### Exercise details
Filter the items below, copying every line that contains the word "manicured".

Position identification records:
::::::::
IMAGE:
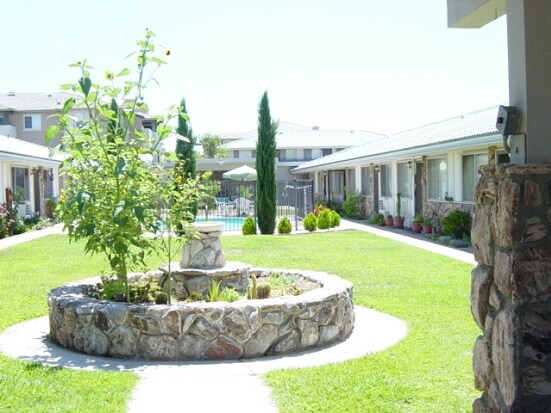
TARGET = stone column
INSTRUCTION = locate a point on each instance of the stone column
(511, 289)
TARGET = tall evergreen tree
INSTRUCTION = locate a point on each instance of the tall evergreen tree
(265, 168)
(185, 166)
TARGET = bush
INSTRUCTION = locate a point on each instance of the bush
(351, 206)
(310, 222)
(324, 219)
(376, 219)
(249, 227)
(457, 224)
(335, 219)
(284, 226)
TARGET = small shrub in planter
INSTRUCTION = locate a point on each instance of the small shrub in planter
(248, 228)
(377, 219)
(457, 224)
(324, 219)
(263, 291)
(335, 219)
(310, 222)
(427, 225)
(417, 223)
(284, 226)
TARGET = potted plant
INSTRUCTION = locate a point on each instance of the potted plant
(398, 218)
(416, 224)
(427, 225)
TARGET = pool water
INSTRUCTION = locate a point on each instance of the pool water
(231, 223)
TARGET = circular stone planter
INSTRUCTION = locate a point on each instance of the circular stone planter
(199, 331)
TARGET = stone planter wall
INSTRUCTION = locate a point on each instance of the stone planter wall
(243, 329)
(511, 289)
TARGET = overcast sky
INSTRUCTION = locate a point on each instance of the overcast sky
(378, 65)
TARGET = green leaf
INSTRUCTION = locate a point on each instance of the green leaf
(138, 211)
(51, 133)
(85, 84)
(124, 72)
(69, 103)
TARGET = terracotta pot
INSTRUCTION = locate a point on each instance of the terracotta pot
(399, 223)
(416, 227)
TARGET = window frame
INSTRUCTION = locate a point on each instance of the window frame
(385, 178)
(36, 122)
(365, 179)
(438, 178)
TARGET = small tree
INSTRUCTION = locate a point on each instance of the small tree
(115, 194)
(265, 168)
(185, 167)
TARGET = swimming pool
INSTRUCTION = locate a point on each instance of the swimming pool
(230, 223)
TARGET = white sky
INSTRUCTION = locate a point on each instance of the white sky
(378, 65)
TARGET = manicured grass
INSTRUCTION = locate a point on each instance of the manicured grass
(27, 272)
(429, 371)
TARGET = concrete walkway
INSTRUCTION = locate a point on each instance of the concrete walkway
(214, 386)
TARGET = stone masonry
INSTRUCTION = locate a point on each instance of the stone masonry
(511, 289)
(201, 330)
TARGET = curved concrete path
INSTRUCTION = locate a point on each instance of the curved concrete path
(216, 384)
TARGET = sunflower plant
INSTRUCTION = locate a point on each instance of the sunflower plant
(117, 191)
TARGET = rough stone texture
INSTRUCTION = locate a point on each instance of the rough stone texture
(482, 363)
(532, 194)
(505, 354)
(200, 330)
(481, 281)
(511, 235)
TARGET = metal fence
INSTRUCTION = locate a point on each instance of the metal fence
(232, 201)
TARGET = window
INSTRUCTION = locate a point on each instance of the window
(438, 178)
(404, 179)
(386, 180)
(471, 163)
(366, 180)
(351, 180)
(288, 155)
(20, 183)
(31, 122)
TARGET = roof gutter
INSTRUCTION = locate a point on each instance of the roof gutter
(402, 153)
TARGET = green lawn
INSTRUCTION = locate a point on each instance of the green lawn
(429, 371)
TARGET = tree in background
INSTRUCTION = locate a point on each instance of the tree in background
(185, 167)
(211, 147)
(265, 168)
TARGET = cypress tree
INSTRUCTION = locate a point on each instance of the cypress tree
(185, 166)
(265, 168)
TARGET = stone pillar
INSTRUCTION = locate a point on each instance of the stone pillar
(511, 289)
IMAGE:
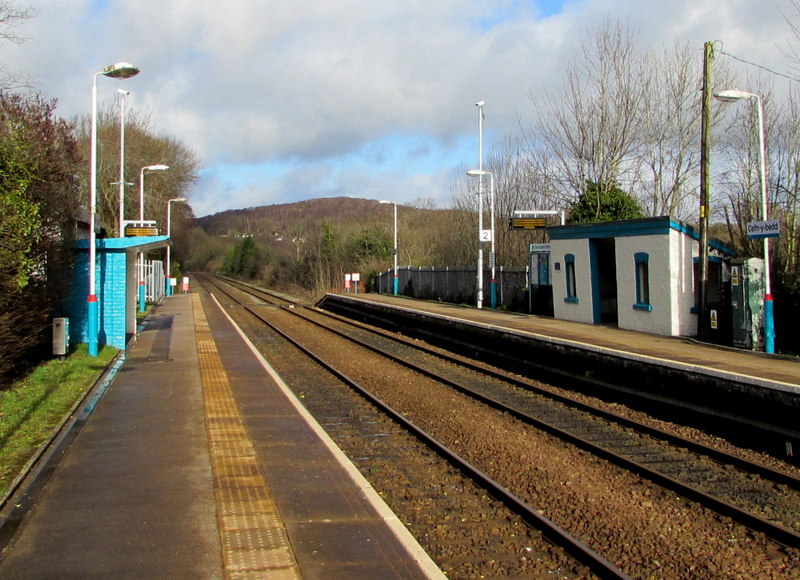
::::::::
### Complete response
TARGET = manicured grass
INSTRUCTION = locate a point on each instance of the manicured grass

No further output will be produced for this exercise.